Excerpt to read:
= = = =
Thursday, October 17, 2013

The impact of the decision.

The doctor makes a decision but do they stop and think about the impact? We hope so. But not always.

Here's the story of a 51 year old man who was admitted to the ER with liver and kidney problems. He needed to be stabilized before they could do necessary surgery. Stabilizing was not easy and not even sure that it could be done. He was in intensive care. Two internists stopped by to see him and in less than ten minutes decided what he needed was comfort care and not intensive care. So they moved him out of the ICU and into a regular ward where he died the next day.

What went wrong? Several things but the main one was the decision by the two internists to move him to a general ward for comfort care. A patient with multiple organ failure needs ICU if they are expected to survive. But to the younger interns, perhaps he was an older patient where he was ready for the end of life? But if he had been young, would more effort been made?

Also, was he a terminal patient? Or did he have a terminal disease? Could he have survived with the proper care?

The author concludes with:

"Perhaps what bothers me most is less the fate of our patient than the memory of those two doctors, both so young, efficiently dispatching a complicated decision in a matter of minutes, then dancing off without looking back. They knew a lot about the cost-effective deployment of intensive care. It would have been good to see them spend a little time struggling with the limitations of their analysis."

This is what bothers me - are we raising a new generation of doctors who don't think about the impact of their decision?
= = = =
Provided data:

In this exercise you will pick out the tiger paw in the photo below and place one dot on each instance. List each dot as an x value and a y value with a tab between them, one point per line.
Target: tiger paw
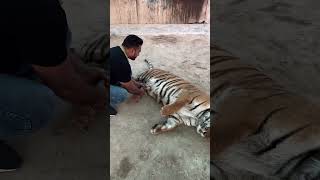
= = = =
Task instructions:
A. Reproduce the part of the post on the ICU decision starting with "The impact of the decision." and going on through "the next day.".
B. Answer these from the post on the ICU decision:
(i) How old was the man admitted to the ER?
(ii) How long did the two internists take to decide he needed comfort care?
(iii) What kind of ward was he moved to?
C. Sum up the post on the ICU decision in two sentences.
None of this work uses the material.

Answers below:
A.
The impact of the decision.

The doctor makes a decision but do they stop and think about the impact? We hope so. But not always.

Here's the story of a 51 year old man who was admitted to the ER with liver and kidney problems. He needed to be stabilized before they could do necessary surgery. Stabilizing was not easy and not even sure that it could be done. He was in intensive care. Two internists stopped by to see him and in less than ten minutes decided what he needed was comfort care and not intensive care. So they moved him out of the ICU and into a regular ward where he died the next day.

B.
(i) 51 years old.
(ii) Less than ten minutes.
(iii) A regular ward.

C. A 51-year-old man with liver and kidney problems was in intensive care, needing to be stabilized before surgery, when two young internists decided in under ten minutes that he needed comfort care instead, and he died the day after being moved to a regular ward. The post questions that decision and asks whether a new generation of doctors is being raised who don't think about the impact of their decisions.